Ausgewählter Abschnitt →
Nun ist in Bosnien und etwas weniger in der Herzegowina die primär im 16. Jh. erfolgte und für die Prägung des Landes so wesentliche Islamisierung (von der die Katholiken stärker betroffen waren als die Orthodoxen) rascher und umfassender erfolgt als andernorts, so daß die Frage nach Sonderbedingungen legitim erscheint. Das Moment einer schwachen Bindung an die christliche Amtskirche infolge der vorherigen Überlappungen und Konkurrenz der Bekenntnisse kann eine Rolle gespielt haben. Doch steht es in einer Motivkette, innerhalb derer z.B. auch die von den Osmanen betriebene und in eine muslimische Stadtkultur mündende Urbanisierung wichtig war. Um 1600 wies [ das Land eine starke muslimische Mehrheit auf. Diese erodierte, trotz der Immigration zahlreicher Muslime aus den vom Osmanischen Reich an das Habsburgerreich und Venedig verlorenen Gebieten, durch starke muslimische Bevölkerungsverluste in den zahlreichen osmanisch-habsburgischen und -venezianischen Kriegen im 17. und 18. Jh. sowie durch die Ansiedlung orthodoxer Bauern, so daß die Orthodoxen um 1800 zur stärksten konfessionellen Bevölkerungsgruppe wurden. Parallel dazu wurde auch der katholische Anteil durch den habsburgischen Vorstoß unter Prinz Eugen bis nach Sarajevo 1697 erheblich reduziert, da sich viele Katholiken dem Rückzug der Kaiserlichen anschlossen. In diesen Kriegen erhielt Bosnien-Herzegowina bis 1718 seine heutigen Grenzen (abgesehen vom Südosten, wo der Sandžak von Novi Pazar und bis 1878 die Gegend um Nikšić weiterhin mit Bosnien bzw. der Herzegowina verbunden waren).
Zu charakteristischen bosnisch-herzegowinischen Institutionen wurden im 18. und frühen 19. Jh. die im 16. Jh. zunächst nur im Grenzbereich für Militärfragen eingerichteten Kapudanate, deren Amtsträger ab dem 17. Jh. ihre Stellen zu vererben und später auf zivile Verwaltungsfragen auszudehnen begannen, sowie die Ajane (Notabeln) in den Städten. Diese hielten nicht nur in der privilegierten Stadt Sarajevo, sondern auch in den anderen großen Städten die Verwaltung bei weitreichender Autonomie in ihren Händen. Dem Zugriff der Zentralbehörden waren somit deutliche Grenzen gesetzt. In die gleiche Richtung politischer Sonderexistenz weisen die Konflikte zwischen dem osmanischen Staat und der bosnischen muslimischen Führungsschicht im 19. Jh.; der wichtigste von 1831/32 hatte das Format eines Krieges.

Dateneinträge →
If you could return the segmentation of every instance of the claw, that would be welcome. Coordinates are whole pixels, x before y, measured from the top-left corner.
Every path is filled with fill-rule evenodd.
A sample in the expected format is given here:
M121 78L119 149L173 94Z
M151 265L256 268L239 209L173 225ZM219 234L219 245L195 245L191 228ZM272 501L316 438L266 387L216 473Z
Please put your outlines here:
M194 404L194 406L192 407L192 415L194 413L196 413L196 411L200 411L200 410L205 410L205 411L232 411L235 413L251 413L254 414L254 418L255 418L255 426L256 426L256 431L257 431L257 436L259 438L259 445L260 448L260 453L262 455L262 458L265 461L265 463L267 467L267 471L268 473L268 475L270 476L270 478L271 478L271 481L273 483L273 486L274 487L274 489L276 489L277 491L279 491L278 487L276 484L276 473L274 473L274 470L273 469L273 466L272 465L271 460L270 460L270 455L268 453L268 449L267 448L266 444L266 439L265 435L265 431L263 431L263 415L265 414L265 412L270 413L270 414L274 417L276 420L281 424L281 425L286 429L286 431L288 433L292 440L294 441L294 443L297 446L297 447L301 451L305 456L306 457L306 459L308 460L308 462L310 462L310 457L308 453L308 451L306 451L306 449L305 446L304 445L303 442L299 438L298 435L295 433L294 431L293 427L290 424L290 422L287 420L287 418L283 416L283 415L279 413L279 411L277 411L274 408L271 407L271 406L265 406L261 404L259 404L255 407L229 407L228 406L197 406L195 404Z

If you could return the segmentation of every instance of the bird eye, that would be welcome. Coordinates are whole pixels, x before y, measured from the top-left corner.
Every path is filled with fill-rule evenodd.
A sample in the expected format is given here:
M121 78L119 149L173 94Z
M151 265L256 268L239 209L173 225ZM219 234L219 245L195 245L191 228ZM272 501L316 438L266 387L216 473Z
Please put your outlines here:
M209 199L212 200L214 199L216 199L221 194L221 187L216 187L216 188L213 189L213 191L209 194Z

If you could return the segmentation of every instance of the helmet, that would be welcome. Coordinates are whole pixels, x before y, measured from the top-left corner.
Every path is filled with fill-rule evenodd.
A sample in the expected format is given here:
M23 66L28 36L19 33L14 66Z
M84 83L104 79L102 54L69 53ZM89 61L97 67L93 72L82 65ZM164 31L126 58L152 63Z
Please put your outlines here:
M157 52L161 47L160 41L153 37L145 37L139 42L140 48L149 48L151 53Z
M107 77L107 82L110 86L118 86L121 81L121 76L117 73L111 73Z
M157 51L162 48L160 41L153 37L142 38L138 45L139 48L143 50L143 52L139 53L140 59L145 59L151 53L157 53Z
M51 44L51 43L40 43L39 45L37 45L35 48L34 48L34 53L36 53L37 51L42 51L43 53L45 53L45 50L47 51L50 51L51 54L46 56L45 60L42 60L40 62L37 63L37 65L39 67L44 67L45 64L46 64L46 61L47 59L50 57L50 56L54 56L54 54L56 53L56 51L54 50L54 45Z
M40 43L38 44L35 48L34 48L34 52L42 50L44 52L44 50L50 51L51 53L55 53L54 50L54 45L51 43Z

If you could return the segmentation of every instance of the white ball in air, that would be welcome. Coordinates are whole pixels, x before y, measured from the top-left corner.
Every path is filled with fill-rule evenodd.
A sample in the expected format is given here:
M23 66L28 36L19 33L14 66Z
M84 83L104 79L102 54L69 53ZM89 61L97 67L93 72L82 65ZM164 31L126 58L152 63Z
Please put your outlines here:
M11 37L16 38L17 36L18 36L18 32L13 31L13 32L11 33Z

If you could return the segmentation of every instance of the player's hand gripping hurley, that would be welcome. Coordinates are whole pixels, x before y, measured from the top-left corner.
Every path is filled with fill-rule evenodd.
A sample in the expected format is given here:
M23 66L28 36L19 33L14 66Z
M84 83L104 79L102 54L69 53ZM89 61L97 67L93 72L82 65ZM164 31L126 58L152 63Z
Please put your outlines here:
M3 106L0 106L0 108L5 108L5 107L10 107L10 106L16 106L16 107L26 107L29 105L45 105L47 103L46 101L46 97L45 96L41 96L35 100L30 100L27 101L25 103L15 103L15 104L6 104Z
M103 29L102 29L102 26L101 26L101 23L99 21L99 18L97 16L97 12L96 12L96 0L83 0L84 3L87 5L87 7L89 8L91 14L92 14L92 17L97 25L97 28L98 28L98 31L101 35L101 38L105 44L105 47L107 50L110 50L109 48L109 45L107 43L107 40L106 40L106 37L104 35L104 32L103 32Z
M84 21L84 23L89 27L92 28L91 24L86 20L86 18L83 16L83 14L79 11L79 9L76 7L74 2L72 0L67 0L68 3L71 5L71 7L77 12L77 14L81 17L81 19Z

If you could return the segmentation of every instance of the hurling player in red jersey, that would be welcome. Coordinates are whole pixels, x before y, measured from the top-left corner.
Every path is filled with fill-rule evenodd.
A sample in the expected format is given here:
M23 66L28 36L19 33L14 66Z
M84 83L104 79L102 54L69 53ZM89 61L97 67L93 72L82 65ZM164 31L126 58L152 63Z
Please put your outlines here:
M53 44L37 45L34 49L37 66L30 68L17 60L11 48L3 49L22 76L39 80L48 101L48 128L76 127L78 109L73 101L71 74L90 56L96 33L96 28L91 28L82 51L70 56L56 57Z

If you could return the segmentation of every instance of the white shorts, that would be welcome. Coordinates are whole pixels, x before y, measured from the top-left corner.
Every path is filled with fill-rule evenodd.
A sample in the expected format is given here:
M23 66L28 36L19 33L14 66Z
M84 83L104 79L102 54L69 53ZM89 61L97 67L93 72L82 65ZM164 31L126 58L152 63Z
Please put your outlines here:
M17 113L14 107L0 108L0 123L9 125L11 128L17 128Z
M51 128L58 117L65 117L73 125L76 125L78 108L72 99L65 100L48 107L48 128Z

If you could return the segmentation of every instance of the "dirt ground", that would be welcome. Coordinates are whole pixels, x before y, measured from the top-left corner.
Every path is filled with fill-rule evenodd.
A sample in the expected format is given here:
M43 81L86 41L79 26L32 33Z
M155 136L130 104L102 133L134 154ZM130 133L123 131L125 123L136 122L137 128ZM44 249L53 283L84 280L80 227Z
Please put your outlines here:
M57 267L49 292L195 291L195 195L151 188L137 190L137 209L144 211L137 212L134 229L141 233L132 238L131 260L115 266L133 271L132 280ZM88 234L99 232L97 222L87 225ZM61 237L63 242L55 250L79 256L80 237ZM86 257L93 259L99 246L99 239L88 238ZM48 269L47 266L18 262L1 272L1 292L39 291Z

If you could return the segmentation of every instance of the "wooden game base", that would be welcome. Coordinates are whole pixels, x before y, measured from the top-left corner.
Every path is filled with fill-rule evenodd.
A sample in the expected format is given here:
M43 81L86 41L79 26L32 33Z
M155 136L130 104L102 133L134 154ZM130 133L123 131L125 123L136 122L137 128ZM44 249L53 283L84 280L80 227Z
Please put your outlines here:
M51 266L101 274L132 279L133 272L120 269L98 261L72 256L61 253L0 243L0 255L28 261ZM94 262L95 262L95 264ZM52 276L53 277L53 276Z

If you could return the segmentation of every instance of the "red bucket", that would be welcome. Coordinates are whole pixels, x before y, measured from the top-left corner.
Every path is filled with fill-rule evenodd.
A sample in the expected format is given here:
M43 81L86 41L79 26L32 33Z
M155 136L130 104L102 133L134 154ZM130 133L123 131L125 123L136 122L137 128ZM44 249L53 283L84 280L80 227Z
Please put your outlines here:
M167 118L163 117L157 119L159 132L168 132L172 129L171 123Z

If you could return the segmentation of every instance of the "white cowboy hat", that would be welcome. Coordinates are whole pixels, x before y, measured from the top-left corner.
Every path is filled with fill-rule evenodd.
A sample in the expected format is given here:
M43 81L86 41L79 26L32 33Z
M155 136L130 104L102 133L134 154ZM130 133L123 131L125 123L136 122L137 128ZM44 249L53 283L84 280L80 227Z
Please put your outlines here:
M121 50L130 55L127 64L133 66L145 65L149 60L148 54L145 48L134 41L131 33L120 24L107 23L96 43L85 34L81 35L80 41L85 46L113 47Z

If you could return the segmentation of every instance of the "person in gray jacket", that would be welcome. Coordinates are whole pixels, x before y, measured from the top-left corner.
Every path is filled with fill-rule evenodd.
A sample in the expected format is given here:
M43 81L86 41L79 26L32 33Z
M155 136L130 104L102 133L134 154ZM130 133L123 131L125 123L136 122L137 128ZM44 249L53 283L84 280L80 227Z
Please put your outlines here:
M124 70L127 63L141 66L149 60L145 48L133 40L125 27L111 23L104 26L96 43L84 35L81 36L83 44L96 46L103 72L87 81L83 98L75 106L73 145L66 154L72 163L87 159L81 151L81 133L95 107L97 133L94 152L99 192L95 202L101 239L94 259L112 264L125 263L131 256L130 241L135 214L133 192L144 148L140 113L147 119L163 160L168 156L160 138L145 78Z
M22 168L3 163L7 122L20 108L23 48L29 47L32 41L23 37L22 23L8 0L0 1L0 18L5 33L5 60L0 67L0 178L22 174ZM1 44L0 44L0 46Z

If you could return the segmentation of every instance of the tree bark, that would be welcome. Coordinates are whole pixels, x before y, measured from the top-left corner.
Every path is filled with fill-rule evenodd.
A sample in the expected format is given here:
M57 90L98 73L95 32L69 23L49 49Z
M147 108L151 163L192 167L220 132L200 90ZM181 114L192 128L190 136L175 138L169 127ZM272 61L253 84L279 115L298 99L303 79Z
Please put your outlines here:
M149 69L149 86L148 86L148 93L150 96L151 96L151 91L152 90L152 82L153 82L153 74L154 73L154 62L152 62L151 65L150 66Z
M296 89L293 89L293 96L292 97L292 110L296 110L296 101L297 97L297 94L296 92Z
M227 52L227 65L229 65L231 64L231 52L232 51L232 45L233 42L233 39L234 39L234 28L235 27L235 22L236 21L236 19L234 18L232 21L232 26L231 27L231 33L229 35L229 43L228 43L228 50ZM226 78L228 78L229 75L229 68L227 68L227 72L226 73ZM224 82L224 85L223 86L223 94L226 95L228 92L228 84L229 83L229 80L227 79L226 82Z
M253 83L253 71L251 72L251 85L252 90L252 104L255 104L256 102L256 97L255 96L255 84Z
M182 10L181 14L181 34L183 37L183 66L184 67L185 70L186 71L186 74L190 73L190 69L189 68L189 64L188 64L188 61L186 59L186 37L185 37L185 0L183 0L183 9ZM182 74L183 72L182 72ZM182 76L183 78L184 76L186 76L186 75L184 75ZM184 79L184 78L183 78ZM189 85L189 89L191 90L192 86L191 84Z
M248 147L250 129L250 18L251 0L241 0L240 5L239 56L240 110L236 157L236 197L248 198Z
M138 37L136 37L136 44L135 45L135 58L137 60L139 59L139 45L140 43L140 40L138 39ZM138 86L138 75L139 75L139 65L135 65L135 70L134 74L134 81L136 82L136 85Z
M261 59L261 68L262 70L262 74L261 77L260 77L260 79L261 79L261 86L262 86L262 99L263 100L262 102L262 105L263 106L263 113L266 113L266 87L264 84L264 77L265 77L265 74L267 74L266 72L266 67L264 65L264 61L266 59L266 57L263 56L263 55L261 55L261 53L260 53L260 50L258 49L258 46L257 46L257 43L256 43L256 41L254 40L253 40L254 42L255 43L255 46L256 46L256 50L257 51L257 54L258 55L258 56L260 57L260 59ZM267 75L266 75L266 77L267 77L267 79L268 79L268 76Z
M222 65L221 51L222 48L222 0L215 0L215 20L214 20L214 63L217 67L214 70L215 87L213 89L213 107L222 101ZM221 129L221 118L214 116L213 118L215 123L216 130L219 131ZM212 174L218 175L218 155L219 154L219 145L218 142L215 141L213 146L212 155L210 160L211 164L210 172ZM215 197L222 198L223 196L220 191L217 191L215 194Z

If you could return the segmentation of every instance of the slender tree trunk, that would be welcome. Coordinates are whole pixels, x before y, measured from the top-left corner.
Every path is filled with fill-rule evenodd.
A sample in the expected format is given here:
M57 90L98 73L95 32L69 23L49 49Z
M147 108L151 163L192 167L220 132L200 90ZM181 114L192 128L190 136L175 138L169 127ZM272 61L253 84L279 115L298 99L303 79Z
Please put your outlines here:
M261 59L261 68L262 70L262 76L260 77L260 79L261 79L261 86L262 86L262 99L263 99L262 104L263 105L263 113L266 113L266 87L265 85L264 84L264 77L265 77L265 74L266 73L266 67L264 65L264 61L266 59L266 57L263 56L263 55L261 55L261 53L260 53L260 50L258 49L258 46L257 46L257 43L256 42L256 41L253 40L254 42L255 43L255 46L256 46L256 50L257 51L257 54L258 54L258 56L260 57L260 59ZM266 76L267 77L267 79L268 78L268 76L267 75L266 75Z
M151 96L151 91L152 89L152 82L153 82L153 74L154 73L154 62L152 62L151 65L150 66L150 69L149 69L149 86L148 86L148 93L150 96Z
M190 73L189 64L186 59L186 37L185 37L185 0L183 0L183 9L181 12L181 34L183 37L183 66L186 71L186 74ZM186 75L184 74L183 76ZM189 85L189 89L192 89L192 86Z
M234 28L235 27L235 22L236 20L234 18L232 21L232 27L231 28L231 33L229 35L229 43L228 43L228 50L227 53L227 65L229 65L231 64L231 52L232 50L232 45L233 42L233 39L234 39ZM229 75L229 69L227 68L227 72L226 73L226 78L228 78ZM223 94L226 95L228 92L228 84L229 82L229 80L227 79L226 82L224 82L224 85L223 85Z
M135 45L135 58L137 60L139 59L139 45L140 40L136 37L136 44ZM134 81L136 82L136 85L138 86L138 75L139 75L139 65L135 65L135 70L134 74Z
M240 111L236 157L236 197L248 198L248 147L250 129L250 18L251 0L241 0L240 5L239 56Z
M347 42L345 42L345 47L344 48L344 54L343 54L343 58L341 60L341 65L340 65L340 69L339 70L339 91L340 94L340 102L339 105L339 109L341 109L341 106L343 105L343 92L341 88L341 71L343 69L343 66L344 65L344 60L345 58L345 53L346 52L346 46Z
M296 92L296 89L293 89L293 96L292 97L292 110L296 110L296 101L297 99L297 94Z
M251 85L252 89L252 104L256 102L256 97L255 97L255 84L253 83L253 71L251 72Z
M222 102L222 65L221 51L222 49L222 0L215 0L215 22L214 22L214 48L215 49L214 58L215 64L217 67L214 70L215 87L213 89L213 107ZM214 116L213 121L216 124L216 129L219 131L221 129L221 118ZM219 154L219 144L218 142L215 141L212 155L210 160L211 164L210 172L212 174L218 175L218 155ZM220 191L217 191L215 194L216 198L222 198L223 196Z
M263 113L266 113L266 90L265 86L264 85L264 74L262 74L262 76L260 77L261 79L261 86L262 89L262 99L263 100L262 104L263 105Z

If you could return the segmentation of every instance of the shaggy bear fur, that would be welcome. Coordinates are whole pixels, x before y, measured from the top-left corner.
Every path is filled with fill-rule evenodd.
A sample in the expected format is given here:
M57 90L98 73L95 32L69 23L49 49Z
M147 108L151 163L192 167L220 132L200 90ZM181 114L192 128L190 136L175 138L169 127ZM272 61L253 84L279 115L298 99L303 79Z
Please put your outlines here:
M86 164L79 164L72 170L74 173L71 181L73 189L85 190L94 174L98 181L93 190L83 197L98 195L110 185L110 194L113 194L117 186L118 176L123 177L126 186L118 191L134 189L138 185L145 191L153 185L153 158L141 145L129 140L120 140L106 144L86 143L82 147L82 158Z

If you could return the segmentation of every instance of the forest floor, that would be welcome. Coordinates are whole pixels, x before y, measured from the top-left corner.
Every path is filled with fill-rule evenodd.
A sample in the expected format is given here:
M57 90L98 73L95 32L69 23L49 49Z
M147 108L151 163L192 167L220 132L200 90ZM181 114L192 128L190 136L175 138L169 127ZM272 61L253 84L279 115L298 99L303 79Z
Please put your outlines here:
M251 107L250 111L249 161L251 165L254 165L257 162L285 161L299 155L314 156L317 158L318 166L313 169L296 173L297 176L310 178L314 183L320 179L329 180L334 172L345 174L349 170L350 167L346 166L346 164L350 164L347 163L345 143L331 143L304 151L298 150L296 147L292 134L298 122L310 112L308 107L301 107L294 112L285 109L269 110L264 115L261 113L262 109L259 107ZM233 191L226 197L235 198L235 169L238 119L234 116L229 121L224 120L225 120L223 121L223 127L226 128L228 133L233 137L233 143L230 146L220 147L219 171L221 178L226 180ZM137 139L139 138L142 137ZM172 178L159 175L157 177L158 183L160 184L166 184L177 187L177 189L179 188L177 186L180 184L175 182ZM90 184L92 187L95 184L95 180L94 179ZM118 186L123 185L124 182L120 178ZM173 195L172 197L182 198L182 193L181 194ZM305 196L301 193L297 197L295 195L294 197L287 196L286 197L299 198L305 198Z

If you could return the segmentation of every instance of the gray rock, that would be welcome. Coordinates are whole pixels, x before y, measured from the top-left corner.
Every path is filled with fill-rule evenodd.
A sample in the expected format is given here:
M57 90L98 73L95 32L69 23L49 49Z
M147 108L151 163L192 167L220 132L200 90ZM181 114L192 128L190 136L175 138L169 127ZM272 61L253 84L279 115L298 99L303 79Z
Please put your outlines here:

Aufgaben →
1. Ändere in den Datensätzen den Abschnitt, der mit der Zeile mit „the white ball“ beginnt und mit der Zeile mit „M84 21L84 23L89“ endet, beide Zeilen eingeschlossen: Ersetze dort „top-left corner“ durch „upper-left corner“, lass alles andere unverändert und gib nur diese Zeilen aus.
2. Schreibe den Text über die osmanische Zeit in Bosnien-Herzegowina im Anschluss an seinen letzten Satz weiter.
Die Datensätze haben mit dem Text über Bosnien-Herzegowina nichts zu tun.

Die Antworten →
1.
If you could return the segmentation of every instance of the white ball in air, that would be welcome. Coordinates are whole pixels, x before y, measured from the upper-left corner.
Every path is filled with fill-rule evenodd.
A sample in the expected format is given here:
M23 66L28 36L19 33L14 66Z
M84 83L104 79L102 54L69 53ZM89 61L97 67L93 72L82 65ZM164 31L126 58L152 63Z
Please put your outlines here:
M11 37L16 38L17 36L18 36L18 32L13 31L13 32L11 33Z

If you could return the segmentation of every instance of the player's hand gripping hurley, that would be welcome. Coordinates are whole pixels, x before y, measured from the upper-left corner.
Every path is filled with fill-rule evenodd.
A sample in the expected format is given here:
M23 66L28 36L19 33L14 66Z
M84 83L104 79L102 54L69 53ZM89 61L97 67L93 72L82 65ZM164 31L126 58L152 63Z
Please put your outlines here:
M3 106L0 106L0 108L5 108L5 107L10 107L10 106L16 106L16 107L26 107L29 105L45 105L47 103L46 101L46 97L45 96L41 96L35 100L30 100L27 101L25 103L15 103L15 104L6 104Z
M103 29L102 29L102 26L101 26L101 23L99 21L99 18L97 16L97 12L96 12L96 0L83 0L84 3L87 5L87 7L89 8L91 14L92 14L92 17L97 25L97 28L98 28L98 31L101 35L101 38L105 44L105 47L107 50L110 50L109 48L109 45L107 43L107 40L106 40L106 37L104 35L104 32L103 32Z
M84 21L84 23L89 27L92 28L91 24L86 20L86 18L83 16L83 14L79 11L79 9L76 7L74 2L72 0L67 0L68 3L71 5L71 7L77 12L77 14L81 17L81 19Z

2.
Doch ist er nicht wie in der jüngsten bosniakischen Forschung als Ausdruck einer gesamtbosnischen nationalen Befreiungsbewegung gegen die Osmanen zu sehen. Zu Formen nationaler Integration kam es erst im weiteren Verlauf des 19. Jhs. und im 20. Jh.: getragen von den gewachsenen außerbosnischen kirchlichen Kommunikationsbeziehungen zuerst bei den Orthodoxen und dann bei den Katholiken im Sinne serbischer bzw. kroatischer Identitätsbildung, schließlich als Protonationalismus in Reaktion auf die Okkupation durch Österreich-Ungarn 1878 auch unter den Muslimen. Die Ansätze zu konfessionsübergreifender bosniakischer Nationalisierung in den Jahrzehnten vor und nach 1878 bleiben vergleichsweise schwach.
Die vom *Berliner Kongreß legitimierte Okkupation (gegen heftigen Widerstand der Muslime, die mit einer beträchtlichen Auswanderung auf osmanisches Gebiet reagierten, und gegen teilweisen Widerstand der Serben) mündete 1908 in die Annexion durch die Habsburgermonarchie. Über dieses Datum hinweg geschah die Verwaltung gemeinsam durch die österreichische und ungarische Reichshälfte, so daß Bosnien-Herzegowina innerhalb der dualistischen Monarchie eine verwaltungs- bzw. staatsrechtliche Sonderstellung innehatte. Das letzte Jahrzehnt der k.u.k. Herrschaft war von zunehmender nationalpolitischer Radikalisierung geprägt, besonders unter der Schuljugend, die teilweise auf eine jugoslawische Einheit unter Führung Serbiens abzielte. Aus diesem Umfeld erwuchs im „Jungen Bosnien" die Gewaltbereitschaft, die in Verbindung mit äußeren Faktoren am 28. Juni 1914 zum erfolgreichen Attentat auf den Thronfolger Erzherzog Franz Ferdinand in Sarajevo und der anschließenden Auslösung des Ersten Weltkriegs führte. Der Krieg selbst ging in Bosnien und der Herzegowina mit weiterer ethnopolitischer Radikalisierung einher, vorangetrieben durch umfassende Unterdrückungsmaßnahmen der Behörden gegen die serbische Bevölkerung.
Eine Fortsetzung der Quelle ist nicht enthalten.